-------- Makale --------
| Konu: | TÜRKİYE CUMHURİYETİ HÜKÜMETİ İLE YENİ ZELANDA HÜKÜMETİ ARASINDA HAVA HİZMETLERİNE DAİR ANLAŞMANIN ONAYLANMASI HAKKINDA (S.S.21) |
| Yasama Yılı: | 2 |
| Birleşim: | 20 |
| Tarih: | 17.11.2011 |
CHP GRUBU ADINA GÜRKUT ACAR (Antalya) - Sayın Başkan, değerli milletvekili arkadaşlarım; hepinizi sevgi ve saygıyla selamlıyorum.
Türkiye Cumhuriyeti Hükümeti ile Yeni Zelanda Hükümeti Arasında Hava Hizmetlerine Dair Anlaşmanın Onaylanmasının Uygun Bulunduğuna Dair Kanun Tasarısı ve Dışişleri Komisyonu Raporu üzerinde konuşmak üzere söz almış bulunuyorum.
Değerli milletvekilleri, Türkiye ile Yeni Zelanda arasında hava hizmetleri konusunda imzalanan anlaşma ile ilgili tasarıyı destekliyoruz. Bu tasarı ile iki ülke sivil havacılık alanında hem iş birliğinin geliştirilmesi hem de güvenlik önlemlerinin artırılması konusunda çalışmalar yapacaktır. İki ülke adına olumlu sonuçlar doğurmasını diliyoruz.
Hava yolu taşımacılığıyla ilgili olarak birkaç söz de söylemeden geçemeyeceğiz. Türkiye'de hava yolu taşımacılığında son dönemde bir artış söz konusudur, ancak bu büyümenin ne kadar planlı ve kontrollü olduğu tartışmalıdır. Sefer sayısı artarken, yolcu sayısı artarken altyapı ve denetim anlamında da gerekli büyüme sağlanabilmiş midir? Yani denetimi ve kontrolü sağlayacak sivil havacılık teşkilatı büyümüş ve yeni bir yapılanmaya gitmiş midir? Yer hizmetleri, teknik personel, pilot ve diğer uçuş görevlilerinin nicelik ve nitelik yönünden artışı sağlanabilmiş midir? Uçuş güvenliği yani can güvenliğini artıracak gerekli adımlar da atılabilmiş midir? Bu konularda çok da mesafe alındığını söylemek mümkün değildir, bunun iyi sorgulanması gerekir. Kontrolsüz büyümenin getirdiği risklerin de iyi hesaplanması gerekir.
--------
Yukarıdaki, Yeni Zelanda ile hava hizmetleri anlaşmasına dair meclis konuşmasını son cümlesinden sonra sürdürün.
-------- Veri Listesi --------
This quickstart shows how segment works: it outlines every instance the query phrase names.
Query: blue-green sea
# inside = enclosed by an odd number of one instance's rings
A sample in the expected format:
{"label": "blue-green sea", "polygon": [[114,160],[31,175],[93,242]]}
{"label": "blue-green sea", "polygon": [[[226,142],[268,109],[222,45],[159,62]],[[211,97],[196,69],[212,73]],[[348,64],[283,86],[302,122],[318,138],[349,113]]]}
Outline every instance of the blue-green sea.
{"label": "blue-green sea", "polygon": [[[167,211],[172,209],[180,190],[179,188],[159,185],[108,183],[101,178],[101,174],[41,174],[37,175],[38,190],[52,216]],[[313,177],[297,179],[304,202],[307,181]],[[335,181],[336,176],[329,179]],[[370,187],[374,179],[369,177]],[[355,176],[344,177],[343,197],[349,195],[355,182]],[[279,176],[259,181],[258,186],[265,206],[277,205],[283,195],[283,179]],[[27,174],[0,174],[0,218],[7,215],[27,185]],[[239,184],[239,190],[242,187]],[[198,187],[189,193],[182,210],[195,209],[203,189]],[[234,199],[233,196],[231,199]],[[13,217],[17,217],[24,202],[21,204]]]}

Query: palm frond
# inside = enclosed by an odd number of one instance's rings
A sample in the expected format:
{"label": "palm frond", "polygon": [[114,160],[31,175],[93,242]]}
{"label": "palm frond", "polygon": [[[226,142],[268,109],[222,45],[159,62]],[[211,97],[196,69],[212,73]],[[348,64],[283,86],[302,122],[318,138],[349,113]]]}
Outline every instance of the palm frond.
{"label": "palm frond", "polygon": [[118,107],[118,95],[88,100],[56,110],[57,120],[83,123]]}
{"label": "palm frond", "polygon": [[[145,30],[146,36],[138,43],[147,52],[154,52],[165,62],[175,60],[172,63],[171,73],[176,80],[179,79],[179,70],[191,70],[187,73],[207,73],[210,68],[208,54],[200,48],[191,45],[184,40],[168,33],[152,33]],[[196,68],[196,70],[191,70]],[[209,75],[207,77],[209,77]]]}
--------
Alıştırma Yanıtı:
Türkiye'nin kaza riski açısından bulunduğu yer olumlu bir noktada değildir. Türkiye, risk oranlarında, ölümlü kaza oranlarında liste başı olma konumundan kurtarılmalıdır. Türkiye, son üç büyük uçak kazasında ciddi kayıplar yaşamıştır. Bunların tekrarlanmaması hepimizin dileğidir ama bunlar iyi dileklerle, temennilerle olacak şeyler değildir. Gerekli altyapının hazırlanması, yeterli sayıda ve donanımda personel görevlendirilmesi sağlanmalıdır. Hava yolu taşımacılığında bu gelişmede ağır iş yükü altında ezilen, fedakârca çalışan pilotlar, hostesler ve diğer uçuş personeli, teknik personel, yer hizmetlerinde görev alan personelin de özlük haklarında ve çalışma koşullarında iyileştirmeler yapılmalıdır. Emekleriyle bu sektörü taşıyanların emeklerinin karşılığını almaları sağlanmalıdır.
Ayrıca, kaza incelemelerinin bağımsız bir yapıya kavuşturulması sağlanmalıdır. Bazı kazalarda olduğu gibi, Sivil Havacılık Genel Müdürlüğünün Ulaştırma Bakanlığının sorumluluğunu örtme gayreti içinde olan yapılanmalardan vazgeçilmelidir. Gerçekten uzmanların bağımsız inceleme yapabilecekleri ortamın hazırlanması gerekir. Hava yolu taşımacılığının büyümesine, gelişmesine kimse karşı değildir ama bu büyümenin güvenli bir büyüme olmasını sağlamak hepimizin görevi olmalıdır diye düşünüyorum.
Değerli milletvekillerim, Türkiye ile Yeni Zelanda'nın kaderlerinin kesişmesi Birinci Dünya Savaşı ve Çanakkale Savaşı'yla olmuştur diyebiliriz. Binlerce kilometre uzaktan Avusturalyalılarla birlikte Anzaklar olarak geldiler, Anadolu'yu işgal etmek isteyenlerle birlikte savaştılar. Bize ne mutlu ki Büyük Önder Mustafa Kemal gibi büyük bir komutanla ve vatanlarını savunmaya kararlı askerlerimizle karşılaştılar. Çanakkale'nin geçilemeyeceğini ne yazık ki canları pahasına öğrendiler. Şimdi onlar bizim topraklarımızda bize emanettir.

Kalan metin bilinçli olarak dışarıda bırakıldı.